PAGE EXTRACT ->
· · ·
For another overview of the project it is useful to look at it through the 6D framework. Note that since my project is a platform trying to directly map to the 6D framework in some cases it makes more sense to look at how a use case utilizing the platform can apply the 6D framework.

### Decomposition
The purpose of the platform is to speed up the process of setting up, performing, and analyzing a series of reinforcement learning experiments. By speeding up the process around experimentation, users will be able to achieve their own goals which might fall in the 'reduce workload', 'speed up process', or 'achieve new insight' realm.

### Domain Expertise
There are a few relevant domains for my project:
* Reinforcement Learning
* Platform as a Service
* Atari games

#### Reinforcement Learning
For the reinforcement learning aspect I learned quite a bit while performing research and experimentation for my research paper. I am still a novice though and so I spent a good bit of time reading through the algorithms implemented by CleanRL.

#### Platform as a Service
I have some experience building out a platform as a service on top of AWS and almost 20 years of software development exerience. While I had no experience with many of the tools outside of some Docker experience, I could at least apply related experience to have better insights on what to focus on. 

#### Atari games
Atari games are simple and I have experience playing some of them, so I had an advantage by choosing to test out my platform with atari games as opposed to another realm on which I was not familiar.

### Data
Since I am focused on a platform and reinforcement learning my project did not rely on collecting data and all of the concerns there such as getting labeled data, making sure the collection was ethical, and minimizing bias. The data concerns for my project were all on the output side. For this I focused more on the design of capturing the data from experiments in a way that was most useful for users of the platform.

### Design
The platform design is to support experiment training for a broad range of use cases. I provided immediate support for running the CleanRL algorithms against environments in the OpenAI gym, but made it simple to add other environments and other ways to integrate different agents while still being able to track experiments, checkpoint the models, and resume training using Weights and Biases.
· · ·
RECORD EXTRACTS ->
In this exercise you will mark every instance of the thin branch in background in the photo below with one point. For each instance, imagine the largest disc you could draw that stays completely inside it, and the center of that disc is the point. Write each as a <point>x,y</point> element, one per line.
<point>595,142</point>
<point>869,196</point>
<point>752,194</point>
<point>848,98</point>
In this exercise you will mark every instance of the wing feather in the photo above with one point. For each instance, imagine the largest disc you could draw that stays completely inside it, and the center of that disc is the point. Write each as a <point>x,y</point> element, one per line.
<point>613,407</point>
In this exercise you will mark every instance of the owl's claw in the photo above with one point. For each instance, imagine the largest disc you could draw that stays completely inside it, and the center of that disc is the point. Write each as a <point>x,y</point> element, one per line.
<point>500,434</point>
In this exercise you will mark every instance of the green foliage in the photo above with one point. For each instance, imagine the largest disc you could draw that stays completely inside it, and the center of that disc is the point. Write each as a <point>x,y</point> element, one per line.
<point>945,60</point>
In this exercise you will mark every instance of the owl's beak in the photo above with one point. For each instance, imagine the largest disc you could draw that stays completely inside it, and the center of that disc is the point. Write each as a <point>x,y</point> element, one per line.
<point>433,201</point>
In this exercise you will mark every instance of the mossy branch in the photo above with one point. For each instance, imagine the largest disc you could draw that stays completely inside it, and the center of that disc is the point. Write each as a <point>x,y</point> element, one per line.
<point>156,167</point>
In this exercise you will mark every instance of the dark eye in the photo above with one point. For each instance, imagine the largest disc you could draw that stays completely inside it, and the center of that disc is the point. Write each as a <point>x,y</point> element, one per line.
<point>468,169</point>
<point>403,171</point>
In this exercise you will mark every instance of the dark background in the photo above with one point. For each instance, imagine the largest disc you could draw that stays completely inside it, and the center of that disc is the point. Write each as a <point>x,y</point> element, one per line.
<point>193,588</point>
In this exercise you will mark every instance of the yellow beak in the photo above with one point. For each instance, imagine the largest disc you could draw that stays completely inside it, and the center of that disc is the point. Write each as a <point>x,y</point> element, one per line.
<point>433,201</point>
· · ·
BRIEF A ->
Answer these questions using the project overview:
(i) Which three domains are listed as relevant to the project?
(ii) How many years of software development experience does the writer report?
(iii) What is used to track experiments, checkpoint the models, and resume training?
BRIEF B -> Carry on the project overview from its last sentence.
The listing is separate material, unrelated to the project overview.

EXERCISE RESULT A ->
(i) Reinforcement Learning, Platform as a Service, and Atari games.
(ii) Almost 20 years.
(iii) Weights and Biases.

EXERCISE RESULT B ->
### Diagnosis
The most important part of my system project was providing an environment where end users could analyze their experiments. Some of the key components to help diagnose experiments include:
* Visualization of key training information (many charts shown using both WandB and tensorboard)
  - Training performance over time
  - Number of steps and episodes to achieve certain performance
* Visualization of games at various points in training (video display)
* Capture of all hyperparameters for an experiment for repeatability and tweaking for future experiments
* Easily comparing metrics for multiple experiments

### Deployment
I wanted deployment of my platform to be as flexible as possible in order to support many use cases. Some of the key features I focused on for deployment were:
* Run locally on Mac OS
* Run locally on Linux
* Run using Docker containers on either Linux or Mac OS
* Possibility to run in the cloud

Note that I did not test out cloud deployment due to cost concerns as well as not having the time to set things up. I did investigate and found Terraform projects for hosting WandB on each of the major cloud platforms. Each platform also has ways to run docker containers (ECS and EKS in AWS, Cloud run in Google cloud, and Azure container instances in Azure). That would be a logical next future step for this project.